Novel Harimau! Harimau! (1975) karya Mochtar Lubis adalah salah satu novel yang memiliki pengaruh penting dalam sastra Indonesia. Melalui novel tersebut, Mochtar Lubis menggambarkan realitas sosial-politik Indonesia pada masa Orde Baru. Hubungan antar manusia dan keresahan pada munculnya harimau di hutan Sumatra pada novel ini adalah cerminan kondisi ketegangan masyarakat Indonesia di tengah kekangan, pemerintahan yang otoriter dan pembungkaman pendapat di masa Orde Baru. Bahkan, buku-buku Mochtar Lubis termasuk Harimau! Harimau!, dilarang beredar pada masa itu.
Mochtar Lubis membuka ruang untuk mempertanyakan dan merenungkan tentang kondisi masyarakat pada masa itu. Harimau! Harimau! meski berada pada daftar bacaan yang dilarang, namun tetap memiliki peran penting sebagai alat untuk membangkitkan kesadaran akan kebebasan berekspresi dan keadilan sosial. Novel ini masih sangat relevan untuk kita baca di hari ini.
Tidak hanya menggambarkan ketegangan hubungan sosial-politik, Harimau! Harimau! juga menggambarkan bagaimana rumitnya hubungan manusia dan alam. Harimau dalam hal ini mewakili kekuatan alam liar yang terangsek oleh ulah manusia, baik karena pemukiman, penambangan maupun perburuan yang telah menjadi tradisi panjang masyarakat setempat. Sumber makanan harimau menipis dan membuatnya kelaparan. Itulah kenapa sang harimau menuntut balas, memangsa manusia. Sebaliknya, korban-korban yang berjatuhan menjadi alasan manusia untuk memburu harimau. Pada akhirnya, sang harimau mati di tangan para pemburu. Dengan begitu, salah satu kekuatan alam telah ditaklukkan oleh manusia itu sendiri.
Sang harimau telah dua hari menderita lapar. Dia telah tua. Tenaganya tak cukup cepat lagi untuk mengejar buruannya yang biasa seperti babi atau rusa. Dia dahulu sungguh seekor harimau jantan yang gagah perkasa, dan lama sekali menjadi raja di hutan besar. Sepanjang ingatannya tak pernah dia menderita kelaparan seperti sekarang.

• _Kegiatan Latihan_
a - Menurut kutipan tentang novel Harimau! Harimau!, apa yang dialami buku-buku Mochtar Lubis pada masa Orde Baru?
b - Daftarkan semua ulah manusia yang, menurut kutipan tentang novel Harimau! Harimau!, mendesak kekuatan alam liar yang diwakili harimau.
c - Teruskan kutipan tentang novel Harimau! Harimau! mulai setelah kalimat terakhirnya.

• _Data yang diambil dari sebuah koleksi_
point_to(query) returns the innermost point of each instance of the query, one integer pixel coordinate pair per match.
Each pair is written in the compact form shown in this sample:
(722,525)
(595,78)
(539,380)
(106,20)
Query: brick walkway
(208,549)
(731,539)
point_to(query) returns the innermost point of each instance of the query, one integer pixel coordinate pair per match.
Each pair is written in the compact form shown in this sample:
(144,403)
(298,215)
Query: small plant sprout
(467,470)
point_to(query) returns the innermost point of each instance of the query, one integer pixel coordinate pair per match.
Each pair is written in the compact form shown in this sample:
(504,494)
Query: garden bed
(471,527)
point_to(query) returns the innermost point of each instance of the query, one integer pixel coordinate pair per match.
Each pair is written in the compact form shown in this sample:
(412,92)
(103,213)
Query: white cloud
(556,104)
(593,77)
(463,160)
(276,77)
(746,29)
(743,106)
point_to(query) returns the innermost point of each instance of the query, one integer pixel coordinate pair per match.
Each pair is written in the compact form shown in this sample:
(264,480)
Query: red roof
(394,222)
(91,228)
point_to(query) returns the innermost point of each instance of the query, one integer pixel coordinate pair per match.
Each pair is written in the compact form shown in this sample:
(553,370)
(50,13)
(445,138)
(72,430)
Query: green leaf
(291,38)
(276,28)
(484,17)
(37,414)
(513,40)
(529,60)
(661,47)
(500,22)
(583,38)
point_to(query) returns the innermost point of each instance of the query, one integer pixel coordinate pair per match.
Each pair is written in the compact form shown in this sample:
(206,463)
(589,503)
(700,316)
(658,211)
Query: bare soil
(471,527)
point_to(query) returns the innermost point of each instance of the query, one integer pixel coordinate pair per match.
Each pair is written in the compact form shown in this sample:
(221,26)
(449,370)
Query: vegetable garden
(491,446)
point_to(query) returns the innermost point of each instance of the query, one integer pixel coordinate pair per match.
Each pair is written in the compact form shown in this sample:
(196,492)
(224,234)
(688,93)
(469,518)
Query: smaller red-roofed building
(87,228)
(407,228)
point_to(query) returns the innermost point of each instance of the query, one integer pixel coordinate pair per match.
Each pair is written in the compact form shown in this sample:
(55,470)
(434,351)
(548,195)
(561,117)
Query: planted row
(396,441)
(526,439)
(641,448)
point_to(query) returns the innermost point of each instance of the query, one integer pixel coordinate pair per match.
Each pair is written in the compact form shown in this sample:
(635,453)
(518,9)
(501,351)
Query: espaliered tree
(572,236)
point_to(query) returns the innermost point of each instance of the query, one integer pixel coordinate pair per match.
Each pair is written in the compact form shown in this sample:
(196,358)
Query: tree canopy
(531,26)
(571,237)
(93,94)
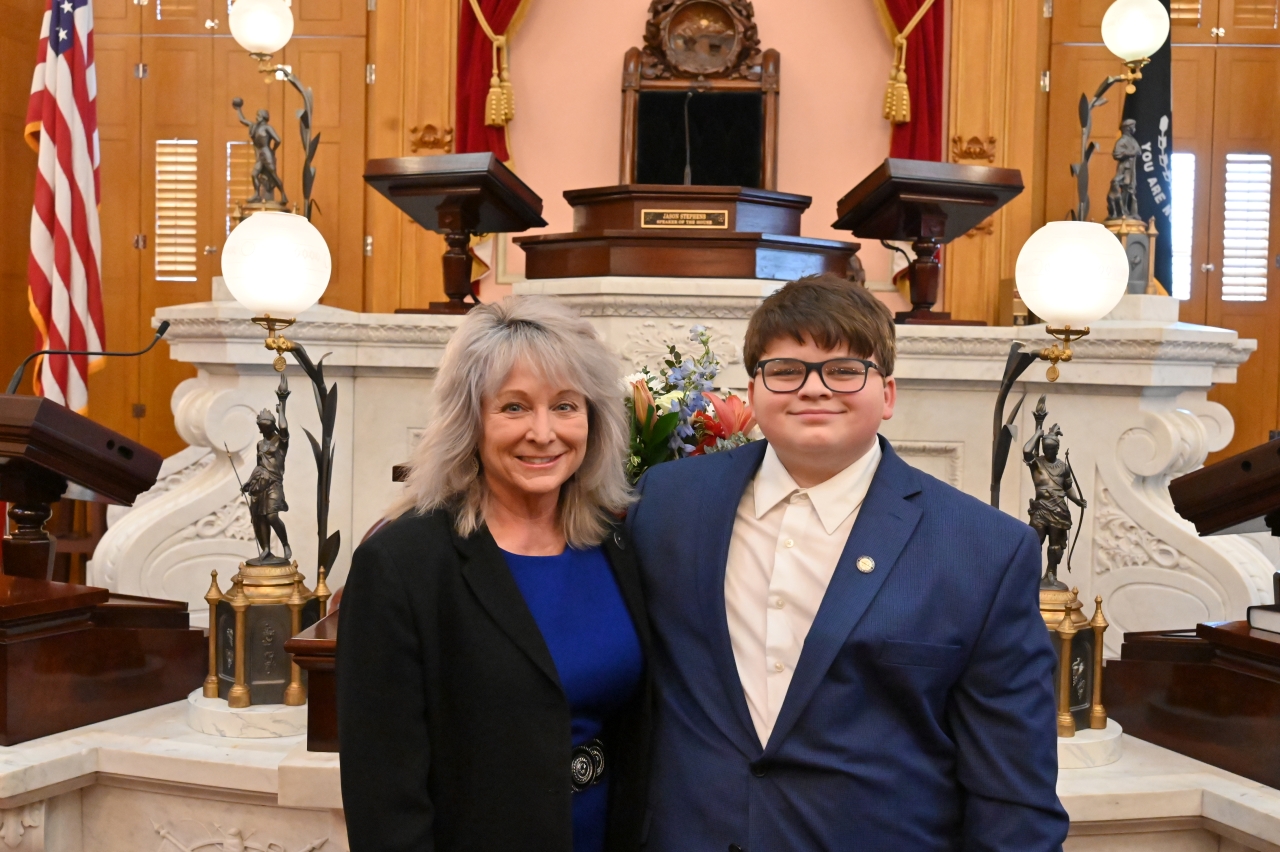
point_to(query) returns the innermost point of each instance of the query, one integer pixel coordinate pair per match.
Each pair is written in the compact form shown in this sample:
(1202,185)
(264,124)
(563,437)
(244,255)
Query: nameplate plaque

• _Hasil Latihan_
a - Buku-buku Mochtar Lubis, termasuk Harimau! Harimau!, dilarang beredar.

b - Pemukiman, penambangan, dan perburuan.

c -
— petikan novel Harimau! Harimau! karya Mochtar Lubis.
Selain novel Harimau! Harimau! karya Mochtar Lubis, kita juga akan menemukan gambaran hubungan manusia dan alam pada novel Pak Tua yang Membaca Kisah Cinta (1989) karya Luis Sepúlveda (berdasarkan terjemahan Ronny Agustinus). Luis Sepúlveda adalah penulis dan wartawan asal Chili, ia juga seorang pembela kebebasan dan lingkungan hidup. Pak Tua yang Membaca Kisah Cinta adalah salah satu karya Luis Sepúlveda yang paling terkenal. Novel ini tentang perjalanan seorang pria tua yang tinggal di hutan hujan Amazon dan menemukan kehidupan baru melalui buku-buku cinta yang ia baca.
Antonio José Bolívar Proaño, yang tak pernah berpikir soal kata “kebebasan”, kini menikmati kebebasan tak terbatas di hutan.
— petikan novel Pak Tua yang Membaca Kisah Cinta karya Luis Sepúlveda.
Kedua novel ini sama-sama memberikan pelajaran betapa pentingnya merawat alam dan menghormati apa-apa yang ada di dalamnya. Tanpa kesadaran ini maka perusakan alam (dalam hal ini: perburuan dan penambangan) akan terus terjadi. Dua pengarang, dengan cara masing-masing, telah menunjukkan betapa konflik antara manusia dan harimau hampir selalu dimulai dari terancamnya sang harimau oleh manusia. Manusia yang kelewat rakus menjarah hasil hutan akan menanggung akibat kemarahan para penghuni rimba raya. Tetapi, manusia selalu dimenangkan dalam konflik ini.
Membandingkan kedua novel ini berarti membandingkan juga dua budaya dalam melihat alam dan rimba raya. Termasuk cara pandang masyarakat dalam melihat ancaman harimau. Antara yang melihatnya dengan cara pandang realistis-pragmatis dan yang melihatnya dengan bumbu mitos harimau jadi-jadian. Antara cara pengarang yang tangkas dan penuh humor dan pengarang yang bertele-tele dan penuh petuah. Antara sapuan erotisme yang samar-samar dan maksud politik jahat penguasa setempat. Masing-masing novel hadir dengan kekuatan dan kelemahannya.
Kompetisi Debat Sastra Tingkat SMA yang diselenggarakan oleh Komunitas Salihara, tahun ini menggunakan tema membandingkan kedua novel tersebut. Perbandingan seperti apa yang akan diurai dan ditelaah oleh pembaca tingkat SMA di hari ini? Apakah kita akan menemukan pembacaan baru dan segar dari novel Harimau! Harimau! karya Mochtar Lubis dan novel Pak Tua yang Membaca Kisah Cinta karya Luis Sepúlveda? Mari menunggu jadwal Kompetisi Debat Sastra Tingkat SMA 2024 di September mendatang!